[Location identification listing]
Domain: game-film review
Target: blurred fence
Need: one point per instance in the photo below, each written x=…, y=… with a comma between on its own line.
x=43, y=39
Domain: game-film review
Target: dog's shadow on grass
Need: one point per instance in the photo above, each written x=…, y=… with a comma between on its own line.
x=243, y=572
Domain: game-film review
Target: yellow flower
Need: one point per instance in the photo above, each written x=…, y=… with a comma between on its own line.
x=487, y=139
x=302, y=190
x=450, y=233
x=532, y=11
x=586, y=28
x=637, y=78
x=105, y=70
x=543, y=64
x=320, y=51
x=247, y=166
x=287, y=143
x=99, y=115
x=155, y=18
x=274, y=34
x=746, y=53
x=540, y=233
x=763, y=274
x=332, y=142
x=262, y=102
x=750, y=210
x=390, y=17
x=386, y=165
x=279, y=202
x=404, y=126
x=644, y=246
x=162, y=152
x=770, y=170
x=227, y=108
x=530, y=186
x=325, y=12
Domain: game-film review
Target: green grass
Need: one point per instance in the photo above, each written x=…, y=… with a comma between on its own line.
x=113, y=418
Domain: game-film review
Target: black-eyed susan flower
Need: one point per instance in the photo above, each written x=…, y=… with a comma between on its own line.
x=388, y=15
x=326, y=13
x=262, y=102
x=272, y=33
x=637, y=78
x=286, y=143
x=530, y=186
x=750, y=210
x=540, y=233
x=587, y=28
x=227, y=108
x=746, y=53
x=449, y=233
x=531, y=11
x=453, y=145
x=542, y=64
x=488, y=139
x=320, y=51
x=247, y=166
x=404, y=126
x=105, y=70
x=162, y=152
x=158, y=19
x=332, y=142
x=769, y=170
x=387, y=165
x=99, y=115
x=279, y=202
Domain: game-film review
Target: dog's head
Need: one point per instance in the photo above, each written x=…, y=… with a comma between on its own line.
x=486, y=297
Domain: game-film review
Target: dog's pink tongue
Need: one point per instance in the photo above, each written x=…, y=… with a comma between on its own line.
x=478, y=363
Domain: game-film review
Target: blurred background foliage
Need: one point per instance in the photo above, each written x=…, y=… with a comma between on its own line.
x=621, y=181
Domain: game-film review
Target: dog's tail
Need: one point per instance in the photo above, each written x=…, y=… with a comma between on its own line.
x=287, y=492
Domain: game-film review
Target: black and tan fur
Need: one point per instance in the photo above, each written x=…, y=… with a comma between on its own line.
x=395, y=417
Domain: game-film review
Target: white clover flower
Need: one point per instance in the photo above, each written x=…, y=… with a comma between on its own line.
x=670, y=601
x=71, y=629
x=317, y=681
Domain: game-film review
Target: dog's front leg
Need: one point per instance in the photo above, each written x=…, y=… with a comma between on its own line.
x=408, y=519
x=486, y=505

Stated task
Starting at the beginning of the listing above and going through the line containing "x=243, y=572", render it as a two-column CSV with the headers text and answer. Each row should pair one text with its answer, and each value should be a single quoted field with line breaks changed to spaces.

Answer in full
text,answer
"Domain: game-film review Target: blurred fence Need: one point per instance in the photo below, each written x=…, y=… with a comma between on its own line.","x=43, y=39"
"Domain: game-film review Target: dog's shadow on grass Need: one point per instance in the photo above, each written x=…, y=… with a comma between on its own line.","x=243, y=572"